Problem details:
Reproduce, without any change, every line of the entries below from the line containing "for every instance of the dark" down to the line containing "(1230, 576)", including both of those lines.

★ ★ ★ ★ ★

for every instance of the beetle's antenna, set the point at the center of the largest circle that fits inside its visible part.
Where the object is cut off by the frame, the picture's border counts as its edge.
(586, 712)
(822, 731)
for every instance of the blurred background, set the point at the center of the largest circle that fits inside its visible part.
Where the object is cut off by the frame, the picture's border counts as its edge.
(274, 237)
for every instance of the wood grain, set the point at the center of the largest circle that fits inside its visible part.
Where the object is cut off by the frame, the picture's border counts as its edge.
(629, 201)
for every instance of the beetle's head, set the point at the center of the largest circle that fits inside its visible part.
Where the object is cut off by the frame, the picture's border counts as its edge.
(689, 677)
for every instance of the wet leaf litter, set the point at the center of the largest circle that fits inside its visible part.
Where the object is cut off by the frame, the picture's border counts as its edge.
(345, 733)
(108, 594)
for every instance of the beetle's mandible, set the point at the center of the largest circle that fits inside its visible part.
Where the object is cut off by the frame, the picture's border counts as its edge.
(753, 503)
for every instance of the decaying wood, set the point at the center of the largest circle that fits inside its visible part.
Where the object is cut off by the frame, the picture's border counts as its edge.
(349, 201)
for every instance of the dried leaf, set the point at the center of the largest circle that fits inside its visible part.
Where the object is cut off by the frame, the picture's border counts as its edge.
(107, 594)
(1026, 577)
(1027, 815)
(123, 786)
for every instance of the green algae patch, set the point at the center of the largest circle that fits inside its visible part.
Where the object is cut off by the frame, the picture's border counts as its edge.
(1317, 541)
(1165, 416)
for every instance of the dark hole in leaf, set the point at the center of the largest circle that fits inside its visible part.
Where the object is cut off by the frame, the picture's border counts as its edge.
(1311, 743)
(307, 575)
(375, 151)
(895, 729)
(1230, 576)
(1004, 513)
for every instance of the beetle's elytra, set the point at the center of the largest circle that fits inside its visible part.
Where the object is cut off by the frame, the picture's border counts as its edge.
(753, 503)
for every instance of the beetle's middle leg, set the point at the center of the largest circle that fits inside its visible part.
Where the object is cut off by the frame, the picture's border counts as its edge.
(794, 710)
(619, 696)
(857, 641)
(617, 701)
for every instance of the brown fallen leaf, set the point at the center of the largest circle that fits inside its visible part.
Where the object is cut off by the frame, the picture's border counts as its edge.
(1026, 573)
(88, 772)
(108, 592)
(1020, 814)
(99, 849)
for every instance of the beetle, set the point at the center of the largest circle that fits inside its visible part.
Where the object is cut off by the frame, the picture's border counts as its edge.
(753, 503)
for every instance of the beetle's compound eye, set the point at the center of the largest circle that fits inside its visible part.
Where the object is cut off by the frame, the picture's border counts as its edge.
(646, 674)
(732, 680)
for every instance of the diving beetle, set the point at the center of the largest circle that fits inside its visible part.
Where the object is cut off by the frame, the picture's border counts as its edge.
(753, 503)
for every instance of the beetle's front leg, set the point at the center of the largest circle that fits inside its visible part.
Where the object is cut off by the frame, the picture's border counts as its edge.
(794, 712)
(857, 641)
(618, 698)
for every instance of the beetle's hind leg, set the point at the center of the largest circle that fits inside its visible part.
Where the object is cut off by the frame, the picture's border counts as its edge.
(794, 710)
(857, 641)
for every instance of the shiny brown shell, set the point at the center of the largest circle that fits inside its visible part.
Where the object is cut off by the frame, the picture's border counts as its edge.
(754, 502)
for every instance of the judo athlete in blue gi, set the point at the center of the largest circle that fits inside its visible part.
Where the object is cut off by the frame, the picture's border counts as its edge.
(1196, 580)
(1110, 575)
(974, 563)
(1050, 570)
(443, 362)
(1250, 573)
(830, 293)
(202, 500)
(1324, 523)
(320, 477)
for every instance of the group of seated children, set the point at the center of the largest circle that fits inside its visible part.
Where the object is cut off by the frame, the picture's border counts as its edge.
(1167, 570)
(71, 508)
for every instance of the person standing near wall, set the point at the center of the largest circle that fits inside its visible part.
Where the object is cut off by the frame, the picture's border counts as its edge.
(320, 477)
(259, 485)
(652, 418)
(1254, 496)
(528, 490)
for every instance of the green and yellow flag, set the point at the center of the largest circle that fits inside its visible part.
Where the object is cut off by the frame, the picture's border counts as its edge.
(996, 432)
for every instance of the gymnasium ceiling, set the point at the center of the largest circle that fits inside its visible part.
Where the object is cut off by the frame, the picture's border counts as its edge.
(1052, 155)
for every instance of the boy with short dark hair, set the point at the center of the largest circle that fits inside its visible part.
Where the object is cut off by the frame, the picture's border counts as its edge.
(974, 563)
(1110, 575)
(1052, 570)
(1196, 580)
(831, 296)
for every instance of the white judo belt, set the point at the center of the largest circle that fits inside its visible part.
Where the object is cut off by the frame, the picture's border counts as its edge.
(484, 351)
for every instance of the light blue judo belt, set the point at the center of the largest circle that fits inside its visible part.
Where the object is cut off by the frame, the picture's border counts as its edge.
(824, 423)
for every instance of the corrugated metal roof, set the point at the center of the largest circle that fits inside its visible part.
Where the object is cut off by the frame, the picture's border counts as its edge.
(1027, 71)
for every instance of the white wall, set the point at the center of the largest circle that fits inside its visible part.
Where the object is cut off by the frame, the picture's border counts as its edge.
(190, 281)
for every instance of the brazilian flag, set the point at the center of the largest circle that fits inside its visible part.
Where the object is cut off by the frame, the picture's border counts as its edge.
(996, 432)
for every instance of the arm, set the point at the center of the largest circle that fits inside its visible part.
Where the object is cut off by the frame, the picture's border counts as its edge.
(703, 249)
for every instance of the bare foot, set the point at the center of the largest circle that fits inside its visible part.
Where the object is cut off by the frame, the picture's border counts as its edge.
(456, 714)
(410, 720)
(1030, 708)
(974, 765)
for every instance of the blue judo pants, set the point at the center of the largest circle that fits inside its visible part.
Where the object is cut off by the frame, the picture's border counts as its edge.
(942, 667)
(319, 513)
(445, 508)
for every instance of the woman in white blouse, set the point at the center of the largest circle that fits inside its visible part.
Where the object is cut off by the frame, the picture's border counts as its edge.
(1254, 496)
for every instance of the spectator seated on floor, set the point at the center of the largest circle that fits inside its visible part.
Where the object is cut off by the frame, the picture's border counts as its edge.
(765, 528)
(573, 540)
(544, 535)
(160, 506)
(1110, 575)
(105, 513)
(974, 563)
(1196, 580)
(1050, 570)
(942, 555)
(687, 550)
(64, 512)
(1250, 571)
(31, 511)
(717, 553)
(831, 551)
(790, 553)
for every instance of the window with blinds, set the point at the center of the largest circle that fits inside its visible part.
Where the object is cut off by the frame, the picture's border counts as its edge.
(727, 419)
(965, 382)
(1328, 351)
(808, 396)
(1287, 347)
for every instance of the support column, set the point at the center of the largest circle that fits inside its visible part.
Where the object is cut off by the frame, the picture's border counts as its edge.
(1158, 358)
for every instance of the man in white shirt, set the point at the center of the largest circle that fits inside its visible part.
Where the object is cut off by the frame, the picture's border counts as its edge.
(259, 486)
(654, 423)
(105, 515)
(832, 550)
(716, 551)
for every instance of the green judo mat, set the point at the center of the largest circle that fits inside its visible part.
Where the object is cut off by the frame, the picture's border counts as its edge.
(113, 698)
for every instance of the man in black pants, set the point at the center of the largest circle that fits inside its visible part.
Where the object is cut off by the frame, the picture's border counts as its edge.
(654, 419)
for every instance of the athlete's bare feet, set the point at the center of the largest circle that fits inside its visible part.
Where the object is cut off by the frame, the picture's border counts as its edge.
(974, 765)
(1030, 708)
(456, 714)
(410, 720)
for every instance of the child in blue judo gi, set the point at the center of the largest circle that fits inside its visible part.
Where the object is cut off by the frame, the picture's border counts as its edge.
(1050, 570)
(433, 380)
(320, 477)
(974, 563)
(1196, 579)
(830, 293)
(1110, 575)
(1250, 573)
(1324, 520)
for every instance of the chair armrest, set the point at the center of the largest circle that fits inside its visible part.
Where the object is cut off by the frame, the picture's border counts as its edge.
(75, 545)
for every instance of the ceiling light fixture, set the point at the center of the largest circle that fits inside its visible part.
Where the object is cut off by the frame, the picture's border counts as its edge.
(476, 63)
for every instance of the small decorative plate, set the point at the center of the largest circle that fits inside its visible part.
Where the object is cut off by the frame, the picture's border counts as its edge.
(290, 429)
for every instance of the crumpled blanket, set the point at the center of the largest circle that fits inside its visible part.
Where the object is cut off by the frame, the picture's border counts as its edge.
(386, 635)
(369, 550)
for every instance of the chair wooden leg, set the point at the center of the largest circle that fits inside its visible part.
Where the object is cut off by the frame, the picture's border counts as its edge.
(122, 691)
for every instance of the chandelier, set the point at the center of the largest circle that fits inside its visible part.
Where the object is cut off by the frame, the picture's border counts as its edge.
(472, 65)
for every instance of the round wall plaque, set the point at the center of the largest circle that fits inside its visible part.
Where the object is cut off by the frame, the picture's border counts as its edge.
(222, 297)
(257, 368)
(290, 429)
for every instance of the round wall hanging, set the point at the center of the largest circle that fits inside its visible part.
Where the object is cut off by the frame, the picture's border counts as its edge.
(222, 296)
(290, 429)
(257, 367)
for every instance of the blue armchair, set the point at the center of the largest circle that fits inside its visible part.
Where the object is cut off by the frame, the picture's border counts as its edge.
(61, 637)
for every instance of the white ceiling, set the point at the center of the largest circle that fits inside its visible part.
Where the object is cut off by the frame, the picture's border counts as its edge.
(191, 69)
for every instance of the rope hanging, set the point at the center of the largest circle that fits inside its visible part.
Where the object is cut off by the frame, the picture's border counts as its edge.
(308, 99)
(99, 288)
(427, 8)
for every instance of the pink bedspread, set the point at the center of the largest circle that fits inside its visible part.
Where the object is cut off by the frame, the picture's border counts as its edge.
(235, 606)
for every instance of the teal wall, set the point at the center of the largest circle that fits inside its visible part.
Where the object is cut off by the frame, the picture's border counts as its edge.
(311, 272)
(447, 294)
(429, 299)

★ ★ ★ ★ ★

Result of this task:
for every instance of the dark hole in leaf, set the point at the center of the largest circle that fits inside its visible part.
Where the object is cut off by the frame, the picture's border counts as its edge.
(1311, 743)
(307, 575)
(375, 151)
(895, 729)
(1230, 576)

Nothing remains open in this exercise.